_Problem to solve_
List every line below that contains the string "blue", copying each one in full; matching is case-sensitive.

_Listing_

+ + +

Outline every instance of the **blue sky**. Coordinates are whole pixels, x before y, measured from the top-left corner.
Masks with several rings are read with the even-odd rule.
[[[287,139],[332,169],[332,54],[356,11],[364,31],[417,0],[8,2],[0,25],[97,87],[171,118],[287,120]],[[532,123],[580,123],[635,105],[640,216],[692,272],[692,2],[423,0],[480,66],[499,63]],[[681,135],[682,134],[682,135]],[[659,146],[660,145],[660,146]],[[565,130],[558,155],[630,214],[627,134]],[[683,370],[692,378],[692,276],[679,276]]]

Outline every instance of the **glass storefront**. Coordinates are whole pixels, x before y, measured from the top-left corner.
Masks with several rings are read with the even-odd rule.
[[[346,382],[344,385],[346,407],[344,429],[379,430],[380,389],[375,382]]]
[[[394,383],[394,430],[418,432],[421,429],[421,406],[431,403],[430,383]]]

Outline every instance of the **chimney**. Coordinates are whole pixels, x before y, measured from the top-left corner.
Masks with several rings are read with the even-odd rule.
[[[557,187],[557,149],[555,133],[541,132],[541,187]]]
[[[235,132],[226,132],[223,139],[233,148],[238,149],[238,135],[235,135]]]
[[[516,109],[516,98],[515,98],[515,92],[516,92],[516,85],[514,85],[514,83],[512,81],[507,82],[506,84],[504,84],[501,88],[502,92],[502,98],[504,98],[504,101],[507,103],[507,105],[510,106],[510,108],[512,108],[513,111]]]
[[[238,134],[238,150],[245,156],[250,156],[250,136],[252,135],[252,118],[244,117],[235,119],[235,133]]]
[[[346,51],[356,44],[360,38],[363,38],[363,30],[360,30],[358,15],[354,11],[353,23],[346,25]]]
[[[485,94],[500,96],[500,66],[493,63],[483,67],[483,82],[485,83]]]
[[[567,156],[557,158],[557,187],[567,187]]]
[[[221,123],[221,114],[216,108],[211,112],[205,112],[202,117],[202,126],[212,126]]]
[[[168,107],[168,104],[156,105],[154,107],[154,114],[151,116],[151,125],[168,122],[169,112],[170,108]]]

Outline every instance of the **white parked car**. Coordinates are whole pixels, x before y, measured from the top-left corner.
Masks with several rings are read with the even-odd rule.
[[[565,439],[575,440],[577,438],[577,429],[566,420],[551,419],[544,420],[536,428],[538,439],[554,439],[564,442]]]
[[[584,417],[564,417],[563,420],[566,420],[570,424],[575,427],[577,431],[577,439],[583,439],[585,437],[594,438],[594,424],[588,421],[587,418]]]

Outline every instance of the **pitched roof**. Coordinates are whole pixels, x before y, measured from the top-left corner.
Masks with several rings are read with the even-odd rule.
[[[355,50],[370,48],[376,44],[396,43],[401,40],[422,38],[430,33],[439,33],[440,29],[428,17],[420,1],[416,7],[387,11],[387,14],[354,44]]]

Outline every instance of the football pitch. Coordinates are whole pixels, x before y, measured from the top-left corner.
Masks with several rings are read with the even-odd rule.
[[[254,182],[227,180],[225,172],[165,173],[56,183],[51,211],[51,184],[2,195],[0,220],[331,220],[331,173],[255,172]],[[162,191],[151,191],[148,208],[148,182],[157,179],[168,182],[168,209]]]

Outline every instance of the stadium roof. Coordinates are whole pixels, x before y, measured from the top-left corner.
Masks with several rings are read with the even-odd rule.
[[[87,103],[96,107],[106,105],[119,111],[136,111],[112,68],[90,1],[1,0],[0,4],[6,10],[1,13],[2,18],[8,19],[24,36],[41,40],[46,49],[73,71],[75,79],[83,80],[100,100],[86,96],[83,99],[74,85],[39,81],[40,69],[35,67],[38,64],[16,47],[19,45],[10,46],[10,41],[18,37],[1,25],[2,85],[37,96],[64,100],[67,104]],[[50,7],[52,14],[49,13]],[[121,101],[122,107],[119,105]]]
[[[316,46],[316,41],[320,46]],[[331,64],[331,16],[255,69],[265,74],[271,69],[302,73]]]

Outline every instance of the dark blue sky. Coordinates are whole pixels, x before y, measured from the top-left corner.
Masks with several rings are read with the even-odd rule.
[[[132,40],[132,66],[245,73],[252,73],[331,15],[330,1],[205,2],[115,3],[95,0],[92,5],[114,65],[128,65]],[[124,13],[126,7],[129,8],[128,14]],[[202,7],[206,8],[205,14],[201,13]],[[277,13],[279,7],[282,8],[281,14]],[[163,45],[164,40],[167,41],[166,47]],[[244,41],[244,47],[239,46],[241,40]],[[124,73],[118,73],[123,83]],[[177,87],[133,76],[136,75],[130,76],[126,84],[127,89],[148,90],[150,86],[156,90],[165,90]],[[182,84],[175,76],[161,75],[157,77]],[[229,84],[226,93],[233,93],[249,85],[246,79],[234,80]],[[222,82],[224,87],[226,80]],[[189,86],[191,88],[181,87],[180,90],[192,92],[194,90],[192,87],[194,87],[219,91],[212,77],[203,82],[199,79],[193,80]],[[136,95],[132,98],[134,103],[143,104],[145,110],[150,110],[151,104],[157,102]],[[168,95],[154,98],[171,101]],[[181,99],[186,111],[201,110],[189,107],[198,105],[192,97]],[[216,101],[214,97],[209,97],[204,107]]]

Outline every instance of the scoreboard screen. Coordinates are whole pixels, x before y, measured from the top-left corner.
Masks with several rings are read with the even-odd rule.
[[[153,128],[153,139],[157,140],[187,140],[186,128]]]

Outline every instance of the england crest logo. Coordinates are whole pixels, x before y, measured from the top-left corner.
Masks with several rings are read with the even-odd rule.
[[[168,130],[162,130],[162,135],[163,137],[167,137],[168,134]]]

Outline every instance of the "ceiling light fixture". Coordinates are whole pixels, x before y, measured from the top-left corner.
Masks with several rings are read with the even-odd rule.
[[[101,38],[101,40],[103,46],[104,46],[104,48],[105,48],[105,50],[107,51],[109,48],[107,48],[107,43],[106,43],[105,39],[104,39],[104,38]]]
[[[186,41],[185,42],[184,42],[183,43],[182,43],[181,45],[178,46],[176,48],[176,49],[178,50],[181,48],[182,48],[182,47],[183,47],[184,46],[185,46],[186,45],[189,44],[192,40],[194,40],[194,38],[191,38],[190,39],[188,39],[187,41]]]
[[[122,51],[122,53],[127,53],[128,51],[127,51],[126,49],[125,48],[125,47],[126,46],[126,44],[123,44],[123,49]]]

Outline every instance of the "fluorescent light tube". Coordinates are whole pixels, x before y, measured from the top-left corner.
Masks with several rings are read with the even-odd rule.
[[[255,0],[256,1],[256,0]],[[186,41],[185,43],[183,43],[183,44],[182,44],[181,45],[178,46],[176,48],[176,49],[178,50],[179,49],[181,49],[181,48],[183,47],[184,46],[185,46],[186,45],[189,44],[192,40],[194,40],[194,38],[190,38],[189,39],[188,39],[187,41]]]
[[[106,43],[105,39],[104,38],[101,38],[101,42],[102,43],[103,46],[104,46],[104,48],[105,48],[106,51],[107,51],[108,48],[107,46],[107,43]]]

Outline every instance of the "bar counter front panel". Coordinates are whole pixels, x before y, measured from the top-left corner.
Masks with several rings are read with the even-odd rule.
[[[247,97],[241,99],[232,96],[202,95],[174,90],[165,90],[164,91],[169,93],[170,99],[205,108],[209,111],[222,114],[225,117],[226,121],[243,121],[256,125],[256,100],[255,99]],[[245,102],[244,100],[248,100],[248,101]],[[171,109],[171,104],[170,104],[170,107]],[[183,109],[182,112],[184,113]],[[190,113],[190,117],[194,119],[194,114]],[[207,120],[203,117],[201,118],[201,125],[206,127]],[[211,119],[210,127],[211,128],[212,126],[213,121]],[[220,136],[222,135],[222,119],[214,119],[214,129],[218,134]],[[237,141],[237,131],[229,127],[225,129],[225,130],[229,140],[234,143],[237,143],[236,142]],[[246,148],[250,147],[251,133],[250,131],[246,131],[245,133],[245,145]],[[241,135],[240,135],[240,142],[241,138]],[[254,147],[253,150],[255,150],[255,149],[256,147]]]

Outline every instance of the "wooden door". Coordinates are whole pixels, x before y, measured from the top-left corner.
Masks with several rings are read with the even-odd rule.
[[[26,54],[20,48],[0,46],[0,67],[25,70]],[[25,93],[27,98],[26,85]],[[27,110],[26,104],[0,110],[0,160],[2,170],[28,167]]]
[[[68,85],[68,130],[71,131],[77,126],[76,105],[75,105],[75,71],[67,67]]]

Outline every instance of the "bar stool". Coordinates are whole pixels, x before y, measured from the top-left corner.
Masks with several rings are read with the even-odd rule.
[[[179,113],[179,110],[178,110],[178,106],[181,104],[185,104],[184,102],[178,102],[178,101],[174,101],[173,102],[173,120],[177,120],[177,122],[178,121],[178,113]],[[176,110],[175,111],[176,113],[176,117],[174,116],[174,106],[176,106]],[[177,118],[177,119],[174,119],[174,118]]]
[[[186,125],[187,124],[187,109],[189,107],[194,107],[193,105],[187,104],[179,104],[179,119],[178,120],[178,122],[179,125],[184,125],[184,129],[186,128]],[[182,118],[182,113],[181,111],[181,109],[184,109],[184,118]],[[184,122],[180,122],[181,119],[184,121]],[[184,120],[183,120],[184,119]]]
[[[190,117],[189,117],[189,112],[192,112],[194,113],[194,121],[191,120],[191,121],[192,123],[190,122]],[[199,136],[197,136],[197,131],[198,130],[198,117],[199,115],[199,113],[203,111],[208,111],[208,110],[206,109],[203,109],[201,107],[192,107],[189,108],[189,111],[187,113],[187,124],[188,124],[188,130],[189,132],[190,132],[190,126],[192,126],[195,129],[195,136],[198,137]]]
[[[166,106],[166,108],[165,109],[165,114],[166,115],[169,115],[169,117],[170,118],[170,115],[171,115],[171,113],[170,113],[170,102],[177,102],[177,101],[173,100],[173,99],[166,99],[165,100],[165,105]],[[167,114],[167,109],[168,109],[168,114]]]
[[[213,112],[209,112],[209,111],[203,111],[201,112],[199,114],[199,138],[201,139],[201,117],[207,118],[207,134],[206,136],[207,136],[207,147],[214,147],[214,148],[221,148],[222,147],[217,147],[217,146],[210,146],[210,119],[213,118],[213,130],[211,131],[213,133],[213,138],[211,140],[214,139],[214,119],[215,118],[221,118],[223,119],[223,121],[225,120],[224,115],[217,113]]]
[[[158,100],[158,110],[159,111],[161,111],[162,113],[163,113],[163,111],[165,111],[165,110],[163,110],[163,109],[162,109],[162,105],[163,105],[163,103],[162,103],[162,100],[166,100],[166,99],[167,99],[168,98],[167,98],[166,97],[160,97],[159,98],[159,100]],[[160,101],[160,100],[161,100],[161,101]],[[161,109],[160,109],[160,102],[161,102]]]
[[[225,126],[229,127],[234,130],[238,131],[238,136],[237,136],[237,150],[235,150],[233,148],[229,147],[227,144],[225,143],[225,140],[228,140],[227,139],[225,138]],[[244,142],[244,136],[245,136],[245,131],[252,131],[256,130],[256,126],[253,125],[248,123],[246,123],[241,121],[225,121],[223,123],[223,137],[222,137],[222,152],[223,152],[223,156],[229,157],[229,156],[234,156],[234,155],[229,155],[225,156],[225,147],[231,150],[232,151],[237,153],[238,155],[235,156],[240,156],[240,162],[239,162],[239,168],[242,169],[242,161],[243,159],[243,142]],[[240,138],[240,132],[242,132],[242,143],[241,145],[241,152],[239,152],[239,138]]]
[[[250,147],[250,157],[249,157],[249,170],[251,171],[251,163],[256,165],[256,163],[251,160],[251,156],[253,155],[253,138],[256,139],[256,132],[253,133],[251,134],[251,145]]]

+ + +

_Full answer_
Outline every instance of the **blue sky**. Coordinates are whole pixels, x before y, measured from the top-left corner.
Outline every instance of the dark blue sky. Coordinates are whole pixels, x before y, measured from the top-left corner.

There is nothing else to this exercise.